■ 本文抜粋:
第3幕
第1場/領事館の待合室
 数日後。もうすぐ閉まる領事館の待合室に、マグダが独り座っている。「今日領事は留守なので、待っても無駄ですよ!」と言う秘書の言葉に耳も貸さず、ただぼんやりと座るマグダ。そこへヴェラ・ボロネルという女性が駈け込んで来る。彼女は秘書から「ヴィザが出来ていますよ」と言われ、マグダとは対照的に大喜びで書類にサインをし始めた。その時ガラス屋のアッサンがマグダを探しに現れたので、マグダは驚き夫に何かあったのかと問いただす。アッサンは困った表情で「子供や母親の死を知ったジョンが、すぐにでも妻に会いたいと言っている。彼が戻って捕まれば、仲間も危険に晒されるんだ!」と頭を抱えた。マグダは咄嗟に「自分さえいなくなれば夫は戻っては来ないだろう」と考え、夫宛に1枚のメモを書くと小さく折り畳んでアッサンに渡した。マグダは平静を装い「これをジョンに渡せば、彼は戻って来ないはずだわ」とアッサンに言うと彼を帰し、自分もふらふらとその場を後にした。その後サインを終えたヴェラが、マグダの手帳が落ちているのに気付き秘書に預けるが、秘書は「ソレルさんはまた明日も来るでしょうから、その時にでも渡しましょう」と手帳を棚に仕舞い込んだ。そこへジョンが現れ「妻はどこだ?」とマグダの名を告げるので、秘書は「奥様は先程帰られましたが、この手帳をお忘れになりましたよ」とマグダの手帳をジョンに手渡した。

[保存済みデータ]

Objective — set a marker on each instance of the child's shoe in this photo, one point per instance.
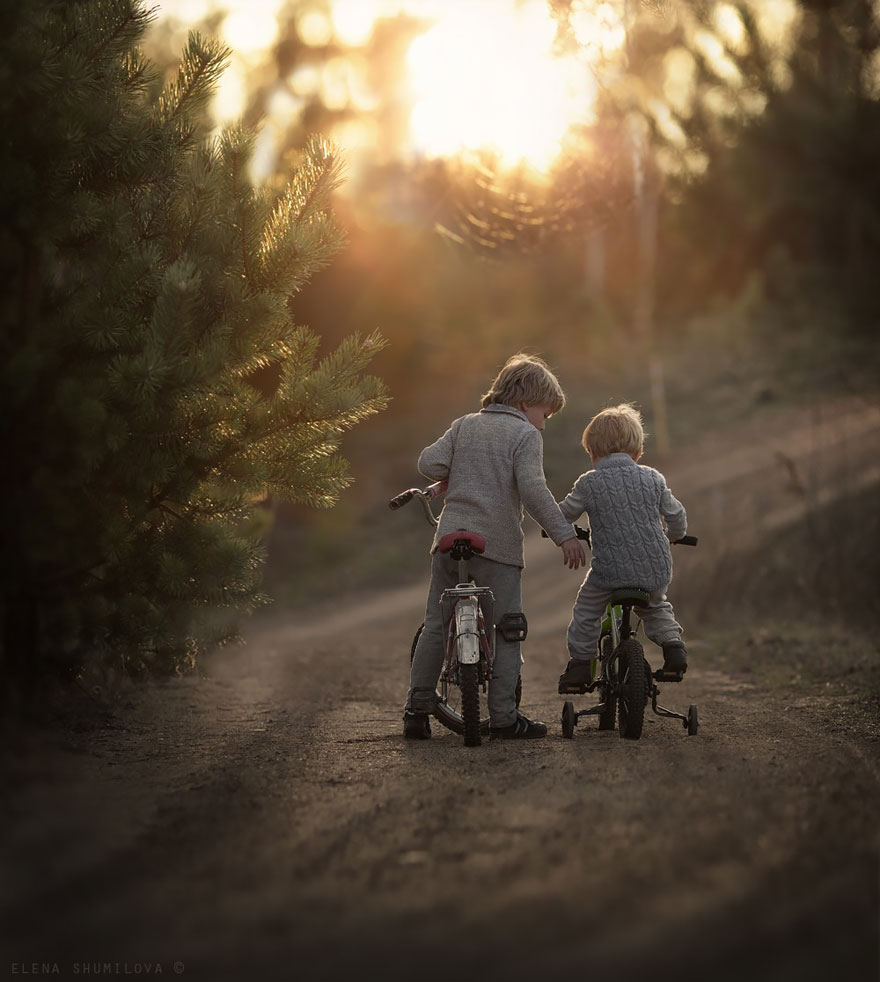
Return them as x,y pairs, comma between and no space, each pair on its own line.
522,728
416,726
576,677
674,662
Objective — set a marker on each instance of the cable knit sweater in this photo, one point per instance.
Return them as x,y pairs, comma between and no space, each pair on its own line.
624,502
494,462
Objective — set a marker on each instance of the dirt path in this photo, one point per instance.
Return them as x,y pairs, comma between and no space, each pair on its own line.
270,823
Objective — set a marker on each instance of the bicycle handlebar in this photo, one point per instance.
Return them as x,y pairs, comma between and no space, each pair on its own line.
399,500
424,495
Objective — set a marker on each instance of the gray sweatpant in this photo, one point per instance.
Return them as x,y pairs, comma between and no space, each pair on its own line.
586,619
505,583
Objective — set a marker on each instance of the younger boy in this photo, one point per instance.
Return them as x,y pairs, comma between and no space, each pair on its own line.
626,504
493,462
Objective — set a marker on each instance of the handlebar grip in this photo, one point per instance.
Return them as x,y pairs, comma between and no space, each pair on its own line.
400,499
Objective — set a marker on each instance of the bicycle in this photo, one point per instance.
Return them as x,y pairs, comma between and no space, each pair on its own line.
625,680
467,612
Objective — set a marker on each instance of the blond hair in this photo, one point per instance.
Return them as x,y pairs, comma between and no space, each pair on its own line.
526,380
617,429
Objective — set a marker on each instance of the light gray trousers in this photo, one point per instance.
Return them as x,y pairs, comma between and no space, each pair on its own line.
505,582
586,619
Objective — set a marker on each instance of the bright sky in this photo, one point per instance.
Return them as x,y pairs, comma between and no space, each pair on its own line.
482,75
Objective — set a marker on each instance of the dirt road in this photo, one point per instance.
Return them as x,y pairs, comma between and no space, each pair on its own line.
270,823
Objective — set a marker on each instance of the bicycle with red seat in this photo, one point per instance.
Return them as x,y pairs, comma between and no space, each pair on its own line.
467,612
620,671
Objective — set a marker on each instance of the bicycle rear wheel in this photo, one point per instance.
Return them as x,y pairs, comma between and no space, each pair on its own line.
631,690
448,710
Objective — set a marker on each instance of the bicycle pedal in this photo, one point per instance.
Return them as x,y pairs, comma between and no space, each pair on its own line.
662,676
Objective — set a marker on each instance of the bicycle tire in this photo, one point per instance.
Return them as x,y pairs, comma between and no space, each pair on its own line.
609,688
470,704
631,689
447,714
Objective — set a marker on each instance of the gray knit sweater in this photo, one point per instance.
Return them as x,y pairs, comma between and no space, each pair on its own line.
624,502
494,462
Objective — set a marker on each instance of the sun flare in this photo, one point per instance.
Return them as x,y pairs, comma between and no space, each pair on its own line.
486,77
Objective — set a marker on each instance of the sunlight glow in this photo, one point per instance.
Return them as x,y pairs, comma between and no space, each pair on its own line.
597,28
485,77
730,27
250,25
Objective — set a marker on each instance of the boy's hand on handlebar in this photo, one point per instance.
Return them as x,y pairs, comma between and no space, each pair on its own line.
573,554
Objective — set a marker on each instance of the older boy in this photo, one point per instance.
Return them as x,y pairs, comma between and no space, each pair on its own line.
627,505
493,462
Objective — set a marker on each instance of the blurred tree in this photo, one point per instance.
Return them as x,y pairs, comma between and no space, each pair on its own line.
789,193
154,385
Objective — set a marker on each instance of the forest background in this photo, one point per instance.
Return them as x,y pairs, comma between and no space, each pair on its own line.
673,203
703,243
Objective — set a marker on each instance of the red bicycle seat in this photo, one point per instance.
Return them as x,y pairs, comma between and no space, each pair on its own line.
474,540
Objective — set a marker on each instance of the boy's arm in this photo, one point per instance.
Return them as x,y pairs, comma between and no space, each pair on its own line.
528,468
673,512
575,502
435,461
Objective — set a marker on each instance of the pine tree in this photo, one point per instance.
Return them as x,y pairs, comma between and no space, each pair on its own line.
154,383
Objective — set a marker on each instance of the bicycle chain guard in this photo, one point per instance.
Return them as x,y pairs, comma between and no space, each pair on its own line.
513,626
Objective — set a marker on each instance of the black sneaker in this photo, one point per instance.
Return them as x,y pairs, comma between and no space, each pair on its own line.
674,662
522,728
416,726
576,677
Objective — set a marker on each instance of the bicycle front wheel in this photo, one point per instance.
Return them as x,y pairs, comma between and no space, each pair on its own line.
470,704
631,689
448,710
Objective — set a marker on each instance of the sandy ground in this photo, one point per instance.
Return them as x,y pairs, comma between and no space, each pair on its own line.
269,822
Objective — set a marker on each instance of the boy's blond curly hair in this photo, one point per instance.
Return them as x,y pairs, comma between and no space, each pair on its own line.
617,429
526,380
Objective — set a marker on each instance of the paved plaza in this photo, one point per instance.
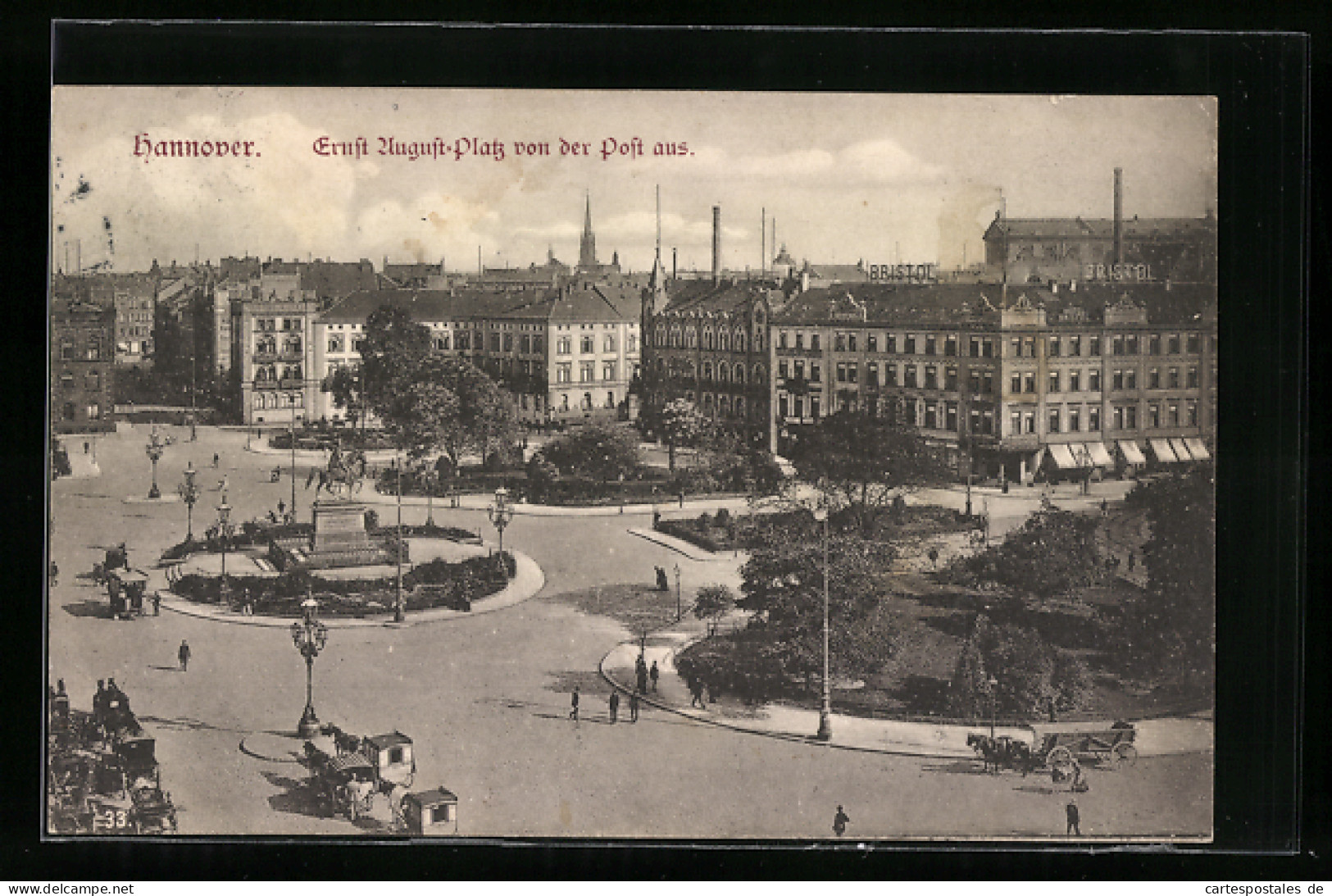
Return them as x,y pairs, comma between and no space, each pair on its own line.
485,697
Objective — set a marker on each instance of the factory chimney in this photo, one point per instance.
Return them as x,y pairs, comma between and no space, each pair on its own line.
717,244
1119,216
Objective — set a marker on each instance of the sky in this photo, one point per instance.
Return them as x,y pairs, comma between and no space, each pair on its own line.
878,177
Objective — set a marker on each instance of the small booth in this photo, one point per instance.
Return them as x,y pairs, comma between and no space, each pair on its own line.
392,757
433,814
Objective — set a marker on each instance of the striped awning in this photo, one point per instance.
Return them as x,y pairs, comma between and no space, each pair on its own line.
1099,456
1163,452
1062,457
1133,453
1180,449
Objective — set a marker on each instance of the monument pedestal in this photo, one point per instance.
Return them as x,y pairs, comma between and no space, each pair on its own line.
340,526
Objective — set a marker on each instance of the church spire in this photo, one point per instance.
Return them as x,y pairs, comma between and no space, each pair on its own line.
588,245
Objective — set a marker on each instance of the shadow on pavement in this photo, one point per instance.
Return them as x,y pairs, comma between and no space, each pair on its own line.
89,609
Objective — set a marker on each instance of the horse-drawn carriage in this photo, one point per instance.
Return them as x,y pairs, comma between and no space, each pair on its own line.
1061,748
347,780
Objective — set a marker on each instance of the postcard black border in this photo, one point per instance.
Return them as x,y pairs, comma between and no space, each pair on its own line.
1262,81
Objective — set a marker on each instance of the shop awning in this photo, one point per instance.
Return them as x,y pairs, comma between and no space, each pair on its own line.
1133,453
1062,457
1099,456
1163,452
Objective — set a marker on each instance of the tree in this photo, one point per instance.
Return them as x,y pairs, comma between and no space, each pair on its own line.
597,450
865,461
1050,554
711,603
1174,625
681,424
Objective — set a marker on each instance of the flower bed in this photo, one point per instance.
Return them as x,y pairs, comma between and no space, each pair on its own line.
437,584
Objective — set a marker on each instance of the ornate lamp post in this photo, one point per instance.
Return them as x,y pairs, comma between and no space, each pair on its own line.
153,450
309,635
188,492
500,513
825,731
224,527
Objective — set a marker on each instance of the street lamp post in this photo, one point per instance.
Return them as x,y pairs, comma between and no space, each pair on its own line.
153,450
826,702
309,635
500,513
188,492
224,514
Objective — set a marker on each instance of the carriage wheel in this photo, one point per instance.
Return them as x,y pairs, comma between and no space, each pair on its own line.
1123,755
1061,757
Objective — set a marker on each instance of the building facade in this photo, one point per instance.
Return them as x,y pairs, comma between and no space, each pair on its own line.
83,357
1042,384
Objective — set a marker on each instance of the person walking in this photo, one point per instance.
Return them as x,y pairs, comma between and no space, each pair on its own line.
839,821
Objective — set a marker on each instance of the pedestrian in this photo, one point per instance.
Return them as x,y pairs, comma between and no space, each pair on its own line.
839,821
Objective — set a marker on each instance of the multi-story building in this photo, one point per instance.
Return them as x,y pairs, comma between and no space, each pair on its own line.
83,356
270,348
568,353
707,343
1055,380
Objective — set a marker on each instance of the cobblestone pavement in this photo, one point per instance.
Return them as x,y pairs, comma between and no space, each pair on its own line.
486,699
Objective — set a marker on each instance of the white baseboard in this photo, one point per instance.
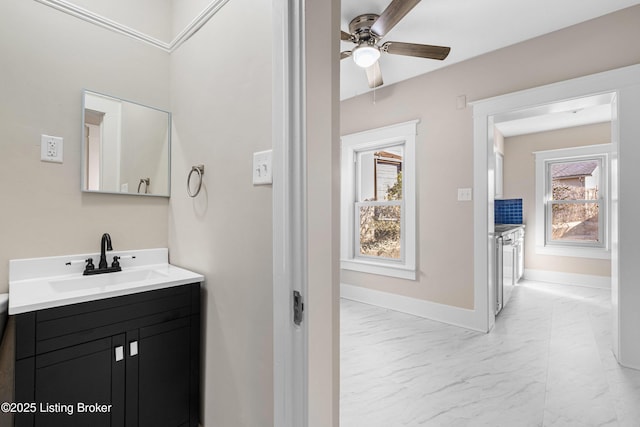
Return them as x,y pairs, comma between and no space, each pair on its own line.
600,282
456,316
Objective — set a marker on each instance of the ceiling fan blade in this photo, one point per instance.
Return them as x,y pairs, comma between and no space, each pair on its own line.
396,10
374,76
414,49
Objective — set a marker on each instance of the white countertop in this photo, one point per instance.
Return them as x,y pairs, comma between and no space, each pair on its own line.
40,283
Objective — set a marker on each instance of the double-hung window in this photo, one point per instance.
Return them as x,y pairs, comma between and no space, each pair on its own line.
378,201
572,201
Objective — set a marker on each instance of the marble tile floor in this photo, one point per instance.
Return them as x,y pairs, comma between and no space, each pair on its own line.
547,362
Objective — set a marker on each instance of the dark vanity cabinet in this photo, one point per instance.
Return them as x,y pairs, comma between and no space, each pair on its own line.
130,361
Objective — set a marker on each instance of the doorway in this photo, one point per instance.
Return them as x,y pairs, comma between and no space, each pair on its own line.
620,85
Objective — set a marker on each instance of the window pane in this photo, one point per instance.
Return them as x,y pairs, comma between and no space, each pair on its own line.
574,222
380,231
576,180
380,174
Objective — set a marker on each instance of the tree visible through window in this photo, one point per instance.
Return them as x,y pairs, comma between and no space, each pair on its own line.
380,216
378,201
575,201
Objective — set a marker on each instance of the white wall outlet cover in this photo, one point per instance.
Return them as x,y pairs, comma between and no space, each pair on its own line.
464,194
262,169
51,148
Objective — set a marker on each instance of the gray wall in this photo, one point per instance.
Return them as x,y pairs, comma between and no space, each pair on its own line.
48,57
519,181
445,138
221,104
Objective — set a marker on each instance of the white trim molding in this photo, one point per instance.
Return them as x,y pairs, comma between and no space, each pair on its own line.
587,280
101,21
449,314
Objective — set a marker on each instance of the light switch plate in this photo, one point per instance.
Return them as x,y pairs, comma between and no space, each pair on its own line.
464,194
262,173
51,149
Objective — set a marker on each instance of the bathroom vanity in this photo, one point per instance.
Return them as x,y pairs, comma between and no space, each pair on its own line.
130,358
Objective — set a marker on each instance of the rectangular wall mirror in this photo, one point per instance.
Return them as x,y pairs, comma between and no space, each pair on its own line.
125,147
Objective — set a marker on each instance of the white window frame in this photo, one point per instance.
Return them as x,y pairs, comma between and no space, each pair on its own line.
400,134
599,250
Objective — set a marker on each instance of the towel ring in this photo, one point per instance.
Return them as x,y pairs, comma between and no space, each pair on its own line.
200,171
146,182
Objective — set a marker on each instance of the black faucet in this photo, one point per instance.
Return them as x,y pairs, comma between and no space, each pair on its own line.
105,245
103,267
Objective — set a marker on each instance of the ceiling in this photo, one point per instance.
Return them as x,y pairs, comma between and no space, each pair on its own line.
469,27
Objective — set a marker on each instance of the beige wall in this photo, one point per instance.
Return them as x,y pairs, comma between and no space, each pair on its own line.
323,211
519,182
221,104
445,141
47,58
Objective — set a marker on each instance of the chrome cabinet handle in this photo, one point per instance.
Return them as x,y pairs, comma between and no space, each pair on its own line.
119,353
133,348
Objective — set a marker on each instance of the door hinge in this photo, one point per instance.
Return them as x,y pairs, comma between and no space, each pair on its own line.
298,307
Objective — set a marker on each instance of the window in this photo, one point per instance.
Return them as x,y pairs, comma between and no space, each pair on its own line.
572,201
378,201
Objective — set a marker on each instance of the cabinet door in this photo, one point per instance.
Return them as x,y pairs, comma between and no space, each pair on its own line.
87,374
163,367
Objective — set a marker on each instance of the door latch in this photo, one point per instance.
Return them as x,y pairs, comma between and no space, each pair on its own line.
298,307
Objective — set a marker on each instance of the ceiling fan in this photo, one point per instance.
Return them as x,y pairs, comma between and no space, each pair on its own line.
368,29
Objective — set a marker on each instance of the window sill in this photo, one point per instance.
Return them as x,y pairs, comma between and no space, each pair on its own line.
383,269
578,252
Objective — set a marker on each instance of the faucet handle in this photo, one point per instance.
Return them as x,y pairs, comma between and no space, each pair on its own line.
90,265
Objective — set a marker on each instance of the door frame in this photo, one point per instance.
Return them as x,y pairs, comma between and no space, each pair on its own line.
290,356
625,84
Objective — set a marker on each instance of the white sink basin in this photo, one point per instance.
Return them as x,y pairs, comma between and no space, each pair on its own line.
41,283
105,280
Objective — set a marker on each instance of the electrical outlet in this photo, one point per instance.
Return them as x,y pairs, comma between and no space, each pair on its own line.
464,194
262,173
51,149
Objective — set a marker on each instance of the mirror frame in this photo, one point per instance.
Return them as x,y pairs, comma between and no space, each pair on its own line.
83,178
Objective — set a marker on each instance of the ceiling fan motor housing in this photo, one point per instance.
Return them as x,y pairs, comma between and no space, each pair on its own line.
360,26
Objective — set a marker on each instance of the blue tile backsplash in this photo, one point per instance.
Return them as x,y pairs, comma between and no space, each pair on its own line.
508,211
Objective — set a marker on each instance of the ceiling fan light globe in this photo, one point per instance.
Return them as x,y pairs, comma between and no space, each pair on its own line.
365,56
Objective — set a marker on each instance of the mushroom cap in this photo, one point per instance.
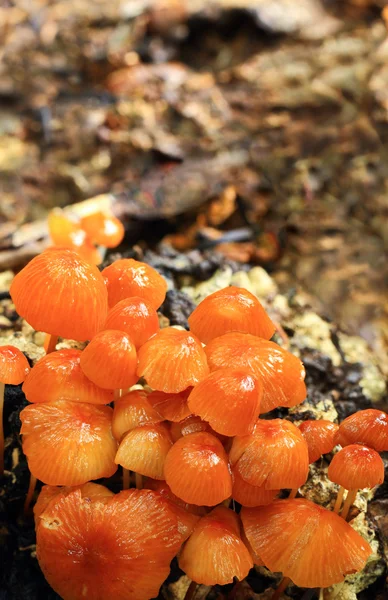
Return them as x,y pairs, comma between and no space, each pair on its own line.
369,427
103,230
144,450
117,549
281,373
215,553
110,360
319,436
250,495
227,310
68,443
197,470
275,455
14,366
356,467
58,376
229,399
172,361
126,278
136,317
60,293
172,407
304,541
131,411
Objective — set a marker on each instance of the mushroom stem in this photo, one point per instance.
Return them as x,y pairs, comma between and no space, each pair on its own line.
283,585
338,501
126,475
191,591
30,493
350,498
50,343
2,388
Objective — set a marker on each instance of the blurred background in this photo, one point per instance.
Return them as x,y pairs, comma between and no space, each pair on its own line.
253,128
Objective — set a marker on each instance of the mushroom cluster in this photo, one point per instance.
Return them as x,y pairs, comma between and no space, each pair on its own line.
186,417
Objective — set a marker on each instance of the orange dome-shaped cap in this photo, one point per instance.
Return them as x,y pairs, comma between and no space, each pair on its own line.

■ 課題内容: 本文抜粋において、待合室に駆け込んで来たヴェラ・ボロネルは秘書から何と言われましたか。

■ 解答: 「ヴィザが出来ていますよ」と言われました。